In the plastic-packaging text below, rewrite the paragraph beginning "Plastic contamination may also occur" as a short list that keeps its main facts.

GIVEN PASSAGE Start Marker

It's more than just take-out packaging.

Ripping the plastic wrap from the meat or prepackaged fruit and veggies you purchased at the grocery store may contaminate your food with micro- and nanoplastics, according to new research.

Plastic contamination may also occur when you’re unwrapping deli meat and cheese, steeping a tea bag in hot water, or opening cartons of milk or orange juice. Glass bottles and jars with a plastic-coated metal closure may also shed microscopic bits of plastic, the study found.

[–] [email protected] 12 points 19 hours ago (1 children)

We really need to establish the toxicity of this stuff because I can’t imagine abolishing plastic in the food pipeline anytime soon. It’s too embedded. However we can hopefully get rid of the most contaminating sources.

[–] [email protected] 6 points 17 hours ago (2 children)

GIVEN PASSAGE End Marker
ENTRIES SUPPLIED Start Marker

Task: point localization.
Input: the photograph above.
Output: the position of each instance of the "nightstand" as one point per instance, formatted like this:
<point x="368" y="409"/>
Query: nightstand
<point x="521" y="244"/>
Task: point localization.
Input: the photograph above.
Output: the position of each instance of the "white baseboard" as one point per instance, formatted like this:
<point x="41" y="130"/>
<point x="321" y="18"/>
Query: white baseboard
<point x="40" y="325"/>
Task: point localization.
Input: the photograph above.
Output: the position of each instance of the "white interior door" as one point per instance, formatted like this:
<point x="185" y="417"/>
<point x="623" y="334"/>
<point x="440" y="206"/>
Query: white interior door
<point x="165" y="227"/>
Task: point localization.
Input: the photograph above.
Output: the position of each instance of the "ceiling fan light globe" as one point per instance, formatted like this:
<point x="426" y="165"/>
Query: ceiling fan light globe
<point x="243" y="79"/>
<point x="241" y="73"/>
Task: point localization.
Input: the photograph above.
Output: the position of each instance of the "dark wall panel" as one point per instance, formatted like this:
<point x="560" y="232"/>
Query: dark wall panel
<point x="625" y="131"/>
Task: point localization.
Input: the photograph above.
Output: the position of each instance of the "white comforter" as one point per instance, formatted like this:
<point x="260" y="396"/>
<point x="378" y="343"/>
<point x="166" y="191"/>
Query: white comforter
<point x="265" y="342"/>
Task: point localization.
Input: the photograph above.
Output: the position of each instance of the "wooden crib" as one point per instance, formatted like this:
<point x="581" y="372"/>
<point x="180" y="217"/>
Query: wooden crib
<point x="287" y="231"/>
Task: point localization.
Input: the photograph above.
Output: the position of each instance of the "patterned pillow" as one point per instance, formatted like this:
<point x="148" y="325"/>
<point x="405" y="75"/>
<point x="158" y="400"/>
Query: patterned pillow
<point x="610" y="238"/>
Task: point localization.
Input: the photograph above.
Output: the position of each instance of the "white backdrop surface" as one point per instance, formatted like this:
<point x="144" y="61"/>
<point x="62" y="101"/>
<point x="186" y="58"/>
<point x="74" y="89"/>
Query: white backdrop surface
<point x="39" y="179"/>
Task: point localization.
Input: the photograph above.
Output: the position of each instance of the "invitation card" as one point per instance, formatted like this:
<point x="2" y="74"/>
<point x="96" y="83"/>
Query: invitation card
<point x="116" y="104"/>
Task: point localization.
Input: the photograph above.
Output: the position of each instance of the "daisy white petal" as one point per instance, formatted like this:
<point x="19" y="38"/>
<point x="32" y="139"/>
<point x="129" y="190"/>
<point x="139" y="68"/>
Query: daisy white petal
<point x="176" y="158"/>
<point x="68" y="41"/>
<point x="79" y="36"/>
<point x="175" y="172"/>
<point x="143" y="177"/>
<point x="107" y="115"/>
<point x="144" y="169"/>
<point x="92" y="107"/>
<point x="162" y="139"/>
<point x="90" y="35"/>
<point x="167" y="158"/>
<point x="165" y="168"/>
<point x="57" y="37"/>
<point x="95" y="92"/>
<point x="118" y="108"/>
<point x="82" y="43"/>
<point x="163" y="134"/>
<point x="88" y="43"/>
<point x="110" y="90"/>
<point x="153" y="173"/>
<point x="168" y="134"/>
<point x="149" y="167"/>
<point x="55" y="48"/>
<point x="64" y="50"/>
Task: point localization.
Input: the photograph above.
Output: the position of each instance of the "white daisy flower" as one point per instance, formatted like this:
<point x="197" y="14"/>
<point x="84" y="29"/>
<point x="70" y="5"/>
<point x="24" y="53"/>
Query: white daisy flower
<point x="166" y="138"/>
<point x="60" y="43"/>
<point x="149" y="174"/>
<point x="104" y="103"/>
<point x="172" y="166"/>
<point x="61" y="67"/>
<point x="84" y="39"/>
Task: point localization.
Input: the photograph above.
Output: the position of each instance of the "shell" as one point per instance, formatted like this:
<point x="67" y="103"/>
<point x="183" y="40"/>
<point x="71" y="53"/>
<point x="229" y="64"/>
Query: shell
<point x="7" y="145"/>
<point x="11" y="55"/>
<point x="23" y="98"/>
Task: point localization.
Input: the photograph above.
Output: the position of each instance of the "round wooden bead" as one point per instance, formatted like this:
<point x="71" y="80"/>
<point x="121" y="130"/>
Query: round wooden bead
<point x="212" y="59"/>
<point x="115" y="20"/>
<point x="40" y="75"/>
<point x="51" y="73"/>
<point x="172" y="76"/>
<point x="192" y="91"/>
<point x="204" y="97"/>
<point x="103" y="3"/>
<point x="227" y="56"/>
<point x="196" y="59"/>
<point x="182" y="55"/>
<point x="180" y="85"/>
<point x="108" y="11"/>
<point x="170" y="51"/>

ENTRIES SUPPLIED End Marker

--- RESULT FOR THIS TASK ---
Plastic contamination may also occur when:
- unwrapping deli meat and cheese
- steeping a tea bag in hot water
- opening cartons of milk or orange juice
- using glass bottles and jars with a plastic-coated metal closure, which the study found may shed microscopic bits of plastic